# [RECORD EXTRACTS]
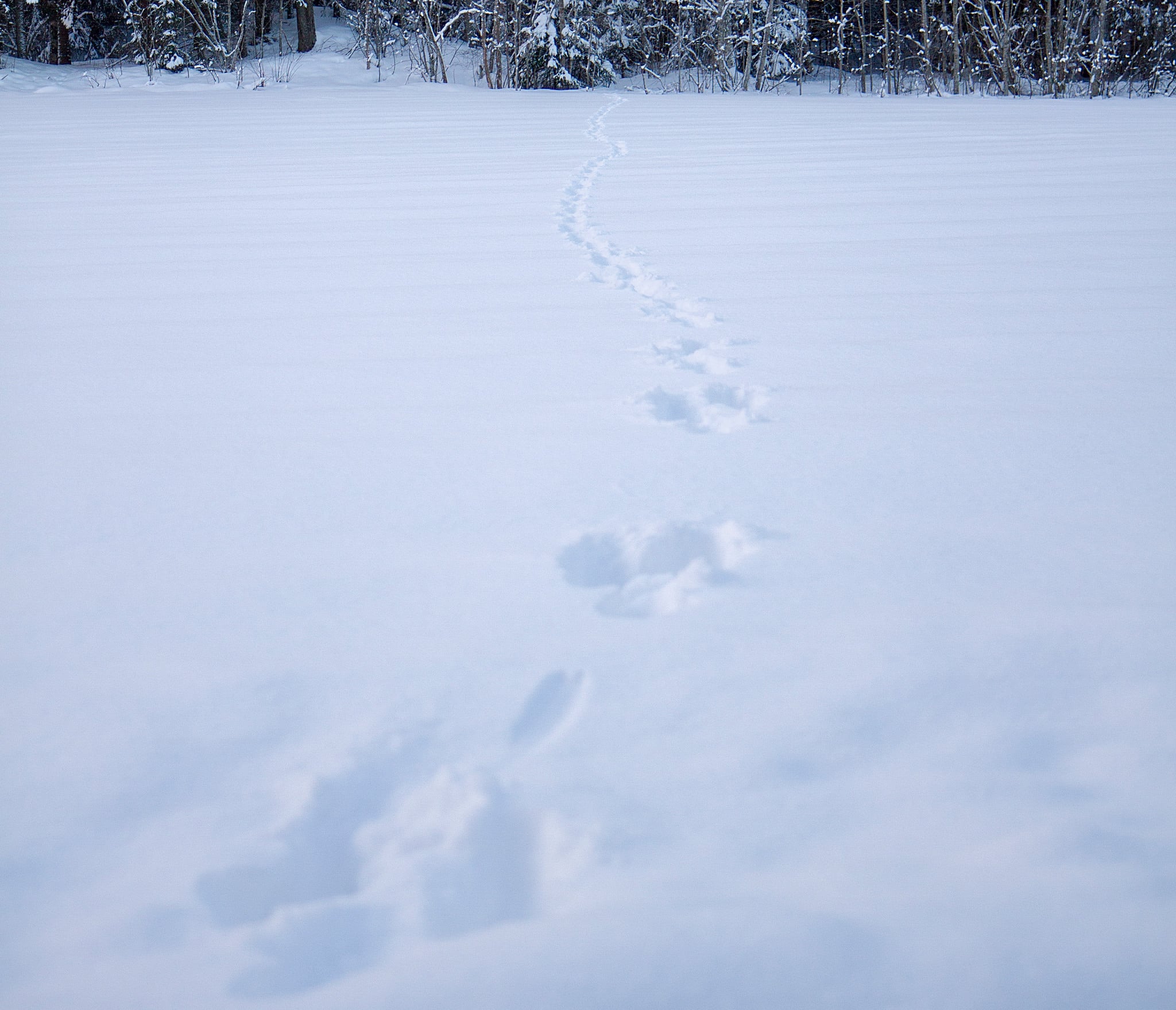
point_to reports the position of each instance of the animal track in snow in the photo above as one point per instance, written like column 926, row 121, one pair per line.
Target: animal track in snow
column 401, row 843
column 715, row 408
column 550, row 709
column 657, row 570
column 694, row 355
column 613, row 266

# [WHAT YOU WILL DO]
All entries need repeating exactly, but without the pictures.

# [YOUR SOLUTION]
point_to reports the position of each instance of the animal track in snow in the photo above as one point per instance, written like column 926, row 121, one pair per line.
Target: animal track in snow
column 401, row 843
column 715, row 408
column 550, row 709
column 657, row 570
column 694, row 355
column 613, row 266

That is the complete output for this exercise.